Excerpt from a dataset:
⟨
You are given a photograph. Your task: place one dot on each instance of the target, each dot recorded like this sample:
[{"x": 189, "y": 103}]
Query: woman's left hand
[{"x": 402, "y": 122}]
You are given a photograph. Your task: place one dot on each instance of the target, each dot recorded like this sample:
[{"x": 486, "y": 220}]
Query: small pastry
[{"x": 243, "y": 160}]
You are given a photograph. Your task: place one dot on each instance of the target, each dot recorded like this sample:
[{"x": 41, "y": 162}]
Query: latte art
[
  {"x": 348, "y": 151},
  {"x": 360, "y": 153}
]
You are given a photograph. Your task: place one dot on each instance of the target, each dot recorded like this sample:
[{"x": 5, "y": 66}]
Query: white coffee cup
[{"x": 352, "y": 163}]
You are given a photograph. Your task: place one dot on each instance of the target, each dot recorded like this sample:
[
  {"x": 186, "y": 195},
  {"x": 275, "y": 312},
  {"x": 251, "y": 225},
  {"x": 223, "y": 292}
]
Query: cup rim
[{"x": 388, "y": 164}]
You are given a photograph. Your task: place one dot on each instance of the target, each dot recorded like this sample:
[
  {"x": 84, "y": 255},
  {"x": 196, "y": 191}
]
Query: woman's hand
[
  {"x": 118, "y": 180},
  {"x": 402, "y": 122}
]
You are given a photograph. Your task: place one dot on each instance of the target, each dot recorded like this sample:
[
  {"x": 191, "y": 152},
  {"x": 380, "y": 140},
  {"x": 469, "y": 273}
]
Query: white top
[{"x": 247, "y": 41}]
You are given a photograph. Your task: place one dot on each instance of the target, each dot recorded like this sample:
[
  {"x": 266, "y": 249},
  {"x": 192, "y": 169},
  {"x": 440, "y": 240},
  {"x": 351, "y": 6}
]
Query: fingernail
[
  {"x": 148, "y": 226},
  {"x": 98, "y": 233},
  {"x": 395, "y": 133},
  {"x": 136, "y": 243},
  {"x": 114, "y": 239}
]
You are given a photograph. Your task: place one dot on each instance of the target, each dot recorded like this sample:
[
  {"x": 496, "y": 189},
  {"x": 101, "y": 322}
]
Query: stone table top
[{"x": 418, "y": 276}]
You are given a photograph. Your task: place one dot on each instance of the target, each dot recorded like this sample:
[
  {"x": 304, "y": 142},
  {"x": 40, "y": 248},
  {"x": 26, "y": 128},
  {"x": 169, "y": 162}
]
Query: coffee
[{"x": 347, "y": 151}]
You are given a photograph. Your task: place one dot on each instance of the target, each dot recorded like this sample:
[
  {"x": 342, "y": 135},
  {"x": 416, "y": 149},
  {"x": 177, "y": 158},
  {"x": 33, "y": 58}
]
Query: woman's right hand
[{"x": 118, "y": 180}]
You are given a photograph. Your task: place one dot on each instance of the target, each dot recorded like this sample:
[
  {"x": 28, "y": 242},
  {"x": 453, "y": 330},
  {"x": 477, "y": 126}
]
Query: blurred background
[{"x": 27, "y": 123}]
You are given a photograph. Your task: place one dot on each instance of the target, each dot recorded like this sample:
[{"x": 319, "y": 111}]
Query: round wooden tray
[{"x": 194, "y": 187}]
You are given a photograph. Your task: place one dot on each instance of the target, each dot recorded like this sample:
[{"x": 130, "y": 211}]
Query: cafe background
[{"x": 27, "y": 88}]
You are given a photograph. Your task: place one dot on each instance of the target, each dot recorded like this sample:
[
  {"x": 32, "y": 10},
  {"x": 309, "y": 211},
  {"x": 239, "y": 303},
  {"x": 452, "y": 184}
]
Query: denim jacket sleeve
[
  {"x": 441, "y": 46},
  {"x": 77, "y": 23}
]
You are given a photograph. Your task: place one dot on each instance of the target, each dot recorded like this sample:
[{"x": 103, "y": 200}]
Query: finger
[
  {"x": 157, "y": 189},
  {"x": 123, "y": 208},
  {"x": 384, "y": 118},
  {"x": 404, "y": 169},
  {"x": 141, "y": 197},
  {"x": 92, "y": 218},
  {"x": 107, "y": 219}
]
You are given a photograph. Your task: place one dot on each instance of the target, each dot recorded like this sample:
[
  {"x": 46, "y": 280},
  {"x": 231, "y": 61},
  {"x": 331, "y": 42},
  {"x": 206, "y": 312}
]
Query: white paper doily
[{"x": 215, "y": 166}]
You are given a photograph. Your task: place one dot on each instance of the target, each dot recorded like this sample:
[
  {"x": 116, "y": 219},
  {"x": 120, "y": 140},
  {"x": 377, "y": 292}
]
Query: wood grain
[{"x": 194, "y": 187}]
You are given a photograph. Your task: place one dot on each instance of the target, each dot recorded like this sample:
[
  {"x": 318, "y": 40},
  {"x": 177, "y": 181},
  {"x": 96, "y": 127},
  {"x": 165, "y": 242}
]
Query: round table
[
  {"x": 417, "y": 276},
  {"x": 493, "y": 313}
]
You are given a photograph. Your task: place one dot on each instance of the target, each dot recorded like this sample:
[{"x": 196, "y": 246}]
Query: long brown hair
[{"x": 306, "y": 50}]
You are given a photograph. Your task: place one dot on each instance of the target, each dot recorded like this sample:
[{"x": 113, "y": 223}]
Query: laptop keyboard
⟩
■ **Given instruction**
All of the material above needs to be retyped word for word.

■ **Final result**
You are given a photograph. Your task: place one dot on each instance of the target, each dot recorded like this sample:
[{"x": 189, "y": 103}]
Query: woman's left hand
[{"x": 402, "y": 122}]
You are given a photograph. Your task: place one dot on each instance of the target, each dot recorded like this sample:
[{"x": 486, "y": 220}]
Query: small pastry
[{"x": 243, "y": 160}]
You are given a photograph. Your task: place one dot on each instance of the target, each dot recorded like this sample:
[{"x": 41, "y": 162}]
Query: latte art
[
  {"x": 348, "y": 151},
  {"x": 360, "y": 153}
]
You are given a photograph. Your task: place one dot on each instance of the target, each dot recorded like this sample:
[{"x": 5, "y": 66}]
Query: white coffee cup
[{"x": 352, "y": 163}]
You are given a photograph. Your task: place one dot on each instance of the target, each dot recorded like this sample:
[
  {"x": 186, "y": 195},
  {"x": 275, "y": 312},
  {"x": 251, "y": 225},
  {"x": 223, "y": 292}
]
Query: cup rim
[{"x": 388, "y": 164}]
You are given a photograph. Your task: place one dot on each instance of the target, each dot recorded like this sample:
[
  {"x": 84, "y": 255},
  {"x": 196, "y": 191}
]
Query: woman's hand
[
  {"x": 118, "y": 180},
  {"x": 402, "y": 122}
]
You are given a photograph. Your task: place one dot on each instance of the target, each dot recorded like this sample:
[
  {"x": 191, "y": 152},
  {"x": 380, "y": 140},
  {"x": 469, "y": 273}
]
Query: white top
[{"x": 247, "y": 41}]
You are given a photograph. Your task: place one dot on each instance of the target, each dot recorded like this sample:
[
  {"x": 266, "y": 249},
  {"x": 192, "y": 169},
  {"x": 440, "y": 240},
  {"x": 351, "y": 6}
]
Query: fingernail
[
  {"x": 148, "y": 226},
  {"x": 98, "y": 233},
  {"x": 395, "y": 133},
  {"x": 136, "y": 243},
  {"x": 114, "y": 239}
]
You are given a photograph. Your task: place one dot on each instance of the target, each dot recorded like this sample:
[
  {"x": 496, "y": 189},
  {"x": 101, "y": 322}
]
Query: stone table top
[{"x": 418, "y": 276}]
You are given a photograph. Your task: place one dot on each instance of the target, each dot recorded like this sample:
[
  {"x": 304, "y": 142},
  {"x": 40, "y": 248},
  {"x": 26, "y": 128},
  {"x": 169, "y": 162}
]
Query: coffee
[{"x": 347, "y": 151}]
You are given a photograph. Your task: place one dot on each instance of the target, each dot recorded like this sample:
[
  {"x": 342, "y": 135},
  {"x": 416, "y": 149},
  {"x": 177, "y": 158},
  {"x": 33, "y": 58}
]
Query: woman's right hand
[{"x": 118, "y": 180}]
You are given a photograph. Your task: place one dot on each instance of the target, each dot recorded like this sample:
[
  {"x": 28, "y": 242},
  {"x": 453, "y": 330},
  {"x": 477, "y": 126}
]
Query: blurred background
[{"x": 27, "y": 123}]
You are given a photograph. Your task: place one dot on each instance of the target, each dot recorded like this sample:
[{"x": 319, "y": 111}]
Query: round wooden tray
[{"x": 194, "y": 187}]
You are given a photograph. Your task: place one dot on each instance of the target, each dot recorded like this sample:
[{"x": 130, "y": 211}]
Query: cafe background
[{"x": 27, "y": 88}]
You are given a photograph. Your task: place one dot on each instance of the target, each dot recorded like this sample:
[
  {"x": 32, "y": 10},
  {"x": 309, "y": 211},
  {"x": 239, "y": 303},
  {"x": 452, "y": 184}
]
Query: denim jacket sleeve
[
  {"x": 441, "y": 46},
  {"x": 77, "y": 23}
]
You are given a photograph. Your task: place one dot on each instance of the target, each dot recorded like this sample:
[{"x": 103, "y": 200}]
Query: finger
[
  {"x": 157, "y": 189},
  {"x": 123, "y": 208},
  {"x": 384, "y": 118},
  {"x": 404, "y": 169},
  {"x": 141, "y": 197},
  {"x": 92, "y": 218},
  {"x": 107, "y": 219}
]
You are given a photograph. Your task: place one dot on each instance of the target, each dot recorded like this sample:
[
  {"x": 46, "y": 280},
  {"x": 231, "y": 61},
  {"x": 331, "y": 42},
  {"x": 206, "y": 312}
]
Query: white paper doily
[{"x": 215, "y": 166}]
You are given a photograph. Your task: place one dot on each instance of the target, each dot recorded like this sample:
[
  {"x": 116, "y": 219},
  {"x": 120, "y": 140},
  {"x": 377, "y": 292}
]
Query: wood grain
[{"x": 194, "y": 187}]
You are given a photograph. Your task: place one dot on each instance of the target, each dot recorded like this sample:
[
  {"x": 318, "y": 40},
  {"x": 177, "y": 181},
  {"x": 96, "y": 127},
  {"x": 165, "y": 242}
]
Query: round table
[
  {"x": 417, "y": 276},
  {"x": 493, "y": 313}
]
You are given a photograph. Your task: place one dot on each instance of the target, each dot recorded like this sample:
[{"x": 196, "y": 246}]
Query: long brown hair
[{"x": 306, "y": 50}]
You are given a photograph. Your task: place one dot on each instance of the target, each dot recorded like this sample:
[{"x": 113, "y": 223}]
Query: laptop keyboard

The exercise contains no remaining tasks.